▸ What you should do:
Can you render the material below as a Markdown table with columns "Index" and "Content," one row per line and no blank lines, beginning at the line that contains "Look at the photograph above. For each instance of the red" and continuing through the end of the material?
:: Data for processing
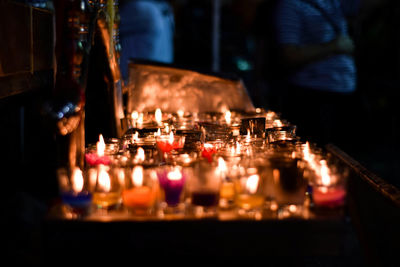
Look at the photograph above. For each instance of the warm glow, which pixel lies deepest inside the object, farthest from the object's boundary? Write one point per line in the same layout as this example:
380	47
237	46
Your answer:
135	137
222	165
248	135
325	177
175	175
228	117
104	180
137	176
158	116
208	146
135	115
277	123
252	183
171	138
77	180
140	119
101	146
140	156
121	177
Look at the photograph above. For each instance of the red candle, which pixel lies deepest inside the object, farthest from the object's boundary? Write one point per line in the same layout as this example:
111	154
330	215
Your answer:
141	197
208	151
329	196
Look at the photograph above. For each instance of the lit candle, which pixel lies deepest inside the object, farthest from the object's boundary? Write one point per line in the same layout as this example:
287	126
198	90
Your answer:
249	198
158	117
327	192
208	151
77	196
139	198
228	117
134	116
99	157
105	195
172	183
168	143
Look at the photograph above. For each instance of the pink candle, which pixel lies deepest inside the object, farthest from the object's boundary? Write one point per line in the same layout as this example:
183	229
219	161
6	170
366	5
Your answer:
329	196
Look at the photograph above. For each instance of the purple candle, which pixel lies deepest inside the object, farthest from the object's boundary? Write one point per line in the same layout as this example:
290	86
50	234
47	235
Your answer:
77	200
172	183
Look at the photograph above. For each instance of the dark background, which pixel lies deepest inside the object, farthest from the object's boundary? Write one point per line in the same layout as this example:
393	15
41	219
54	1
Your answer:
28	146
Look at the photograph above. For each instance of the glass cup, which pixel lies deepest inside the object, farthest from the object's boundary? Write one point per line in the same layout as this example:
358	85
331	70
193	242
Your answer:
::::
▸ Exercise output:
| Index | Content |
|---|---|
| 1 | Look at the photograph above. For each instance of the red candle, which pixel lies deepest inside the object, farthest from the object's boundary? Write one point per line in the same layout as this example: |
| 2 | 111	154 |
| 3 | 330	215 |
| 4 | Your answer: |
| 5 | 141	197 |
| 6 | 208	151 |
| 7 | 329	196 |
| 8 | Look at the photograph above. For each instance of the lit candle, which pixel lies deepest inside the object, farthest from the object's boundary? Write one point per line in the same layout as this example: |
| 9 | 287	126 |
| 10 | 198	90 |
| 11 | Your answer: |
| 12 | 249	198 |
| 13 | 158	117 |
| 14 | 327	192 |
| 15 | 208	151 |
| 16 | 77	196 |
| 17 | 139	198 |
| 18 | 228	117 |
| 19 | 134	116 |
| 20 | 99	157 |
| 21 | 105	195 |
| 22 | 172	183 |
| 23 | 168	143 |
| 24 | Look at the photograph above. For each instance of the pink candle, which pixel lies deepest inside the object, farthest from the object's boundary? Write one point per line in the same layout as this example: |
| 25 | 183	229 |
| 26 | 219	161 |
| 27 | 6	170 |
| 28 | 366	5 |
| 29 | Your answer: |
| 30 | 329	196 |
| 31 | Look at the photograph above. For each instance of the purple candle, which pixel lies deepest inside the object, farthest from the object's boundary? Write one point per line in the same layout as this example: |
| 32 | 290	86 |
| 33 | 50	234 |
| 34 | 47	235 |
| 35 | Your answer: |
| 36 | 77	200 |
| 37 | 172	183 |
| 38 | Look at the photograph above. For each instance of the dark background, which pixel lies deepest inside the object, farthest from the object's boundary? Write one point per line in the same layout as this example: |
| 39 | 393	15 |
| 40 | 41	219 |
| 41 | 54	1 |
| 42 | Your answer: |
| 43 | 28	146 |
| 44 | Look at the photograph above. For each instance of the glass cup, which pixel lies deepest inside the object, farthest from the object's boundary? Write one point per line in the same layout as this example: |
| 45 | 358	85 |
| 46 | 331	70 |
| 47 | 193	242 |
| 48 | Your answer: |